▶ _YOUR TASK_: Reproduce every line of the material below without changing anything.

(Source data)
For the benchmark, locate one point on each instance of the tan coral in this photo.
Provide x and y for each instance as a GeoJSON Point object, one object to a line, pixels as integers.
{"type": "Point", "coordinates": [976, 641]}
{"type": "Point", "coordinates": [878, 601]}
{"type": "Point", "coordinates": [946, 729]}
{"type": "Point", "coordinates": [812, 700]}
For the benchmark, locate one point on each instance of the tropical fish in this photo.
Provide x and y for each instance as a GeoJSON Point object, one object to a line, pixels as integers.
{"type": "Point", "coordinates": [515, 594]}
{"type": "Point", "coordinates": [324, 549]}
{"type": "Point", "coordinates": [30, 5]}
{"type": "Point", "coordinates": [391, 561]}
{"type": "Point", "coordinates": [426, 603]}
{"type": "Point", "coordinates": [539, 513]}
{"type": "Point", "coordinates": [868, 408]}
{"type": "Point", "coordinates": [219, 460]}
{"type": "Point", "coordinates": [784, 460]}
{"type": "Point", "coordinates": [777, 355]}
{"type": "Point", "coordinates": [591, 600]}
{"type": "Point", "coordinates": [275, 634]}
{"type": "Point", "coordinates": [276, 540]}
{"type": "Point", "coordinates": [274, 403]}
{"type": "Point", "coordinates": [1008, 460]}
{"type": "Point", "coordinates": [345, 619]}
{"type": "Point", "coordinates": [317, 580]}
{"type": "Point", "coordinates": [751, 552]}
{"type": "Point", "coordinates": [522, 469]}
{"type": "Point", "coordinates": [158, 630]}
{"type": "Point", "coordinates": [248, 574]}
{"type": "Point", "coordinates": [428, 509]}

▶ _RESULT FOR THIS EXERCISE_:
For the benchmark, locate one point on each instance of the tan coral in this photo.
Provide x and y for each instance as a GeoJSON Point object, one object to a line, pixels as integers.
{"type": "Point", "coordinates": [976, 641]}
{"type": "Point", "coordinates": [878, 601]}
{"type": "Point", "coordinates": [946, 729]}
{"type": "Point", "coordinates": [812, 700]}
For the benchmark, locate one point on each instance of the tropical fish in this photo.
Provide x and y for each instance as a GeoJSON Point object, one object to a line, pixels as integers.
{"type": "Point", "coordinates": [515, 594]}
{"type": "Point", "coordinates": [324, 549]}
{"type": "Point", "coordinates": [30, 5]}
{"type": "Point", "coordinates": [391, 561]}
{"type": "Point", "coordinates": [426, 603]}
{"type": "Point", "coordinates": [539, 513]}
{"type": "Point", "coordinates": [868, 408]}
{"type": "Point", "coordinates": [219, 460]}
{"type": "Point", "coordinates": [784, 460]}
{"type": "Point", "coordinates": [777, 355]}
{"type": "Point", "coordinates": [591, 600]}
{"type": "Point", "coordinates": [275, 634]}
{"type": "Point", "coordinates": [276, 540]}
{"type": "Point", "coordinates": [274, 403]}
{"type": "Point", "coordinates": [1008, 460]}
{"type": "Point", "coordinates": [345, 619]}
{"type": "Point", "coordinates": [317, 580]}
{"type": "Point", "coordinates": [751, 552]}
{"type": "Point", "coordinates": [522, 469]}
{"type": "Point", "coordinates": [158, 630]}
{"type": "Point", "coordinates": [248, 574]}
{"type": "Point", "coordinates": [428, 509]}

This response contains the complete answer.